▶ _THE TASK_: After finding the line containing "Reviewer note: every instance of the chandelier" below, please output that line and each following one through the line containing "[[395, 142]]", exactly as written.

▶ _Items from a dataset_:
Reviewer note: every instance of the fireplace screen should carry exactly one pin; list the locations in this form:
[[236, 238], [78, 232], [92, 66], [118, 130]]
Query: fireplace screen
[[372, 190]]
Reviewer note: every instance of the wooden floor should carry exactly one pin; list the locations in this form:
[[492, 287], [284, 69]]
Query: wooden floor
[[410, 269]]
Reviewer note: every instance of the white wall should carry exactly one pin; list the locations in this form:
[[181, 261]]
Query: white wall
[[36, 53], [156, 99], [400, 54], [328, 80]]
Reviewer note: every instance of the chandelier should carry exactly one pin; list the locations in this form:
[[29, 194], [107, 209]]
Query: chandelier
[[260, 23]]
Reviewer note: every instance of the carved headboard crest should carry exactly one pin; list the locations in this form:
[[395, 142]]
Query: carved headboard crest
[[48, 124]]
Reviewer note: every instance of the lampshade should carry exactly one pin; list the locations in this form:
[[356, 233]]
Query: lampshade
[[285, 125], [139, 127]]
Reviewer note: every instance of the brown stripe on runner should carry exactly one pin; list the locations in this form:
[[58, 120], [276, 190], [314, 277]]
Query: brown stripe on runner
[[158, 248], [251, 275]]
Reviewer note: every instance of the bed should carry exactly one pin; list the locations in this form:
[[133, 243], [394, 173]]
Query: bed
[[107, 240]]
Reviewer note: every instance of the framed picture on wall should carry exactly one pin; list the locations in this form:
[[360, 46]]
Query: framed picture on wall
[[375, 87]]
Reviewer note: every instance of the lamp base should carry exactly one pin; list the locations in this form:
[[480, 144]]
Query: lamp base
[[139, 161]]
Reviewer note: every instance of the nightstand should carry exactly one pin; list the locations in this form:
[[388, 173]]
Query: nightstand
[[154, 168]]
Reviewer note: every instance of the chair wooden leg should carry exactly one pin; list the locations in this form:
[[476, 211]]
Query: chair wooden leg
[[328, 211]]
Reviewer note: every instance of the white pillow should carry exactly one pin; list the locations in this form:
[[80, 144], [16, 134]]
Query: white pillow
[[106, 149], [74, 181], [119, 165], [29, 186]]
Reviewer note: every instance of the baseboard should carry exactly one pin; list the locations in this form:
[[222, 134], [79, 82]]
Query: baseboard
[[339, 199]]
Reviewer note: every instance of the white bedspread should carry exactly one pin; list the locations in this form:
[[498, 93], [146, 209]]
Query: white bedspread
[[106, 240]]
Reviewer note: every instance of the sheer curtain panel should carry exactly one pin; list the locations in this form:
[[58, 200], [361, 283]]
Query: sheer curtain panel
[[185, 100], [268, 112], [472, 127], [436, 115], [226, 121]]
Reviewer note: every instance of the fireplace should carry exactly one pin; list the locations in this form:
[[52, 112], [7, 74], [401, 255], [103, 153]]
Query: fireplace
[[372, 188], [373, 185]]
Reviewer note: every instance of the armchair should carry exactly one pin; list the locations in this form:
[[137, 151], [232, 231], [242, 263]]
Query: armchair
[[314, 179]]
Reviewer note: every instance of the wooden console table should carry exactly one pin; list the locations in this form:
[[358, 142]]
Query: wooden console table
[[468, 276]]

▶ _OUTPUT FOR THIS EXERCISE_:
Reviewer note: every instance of the chandelier should carry exactly one pin; list the locations in this form:
[[29, 194], [107, 209]]
Query: chandelier
[[260, 23]]
Reviewer note: every instance of the carved headboard crest should carry exactly one pin; list the locations in this form:
[[395, 142]]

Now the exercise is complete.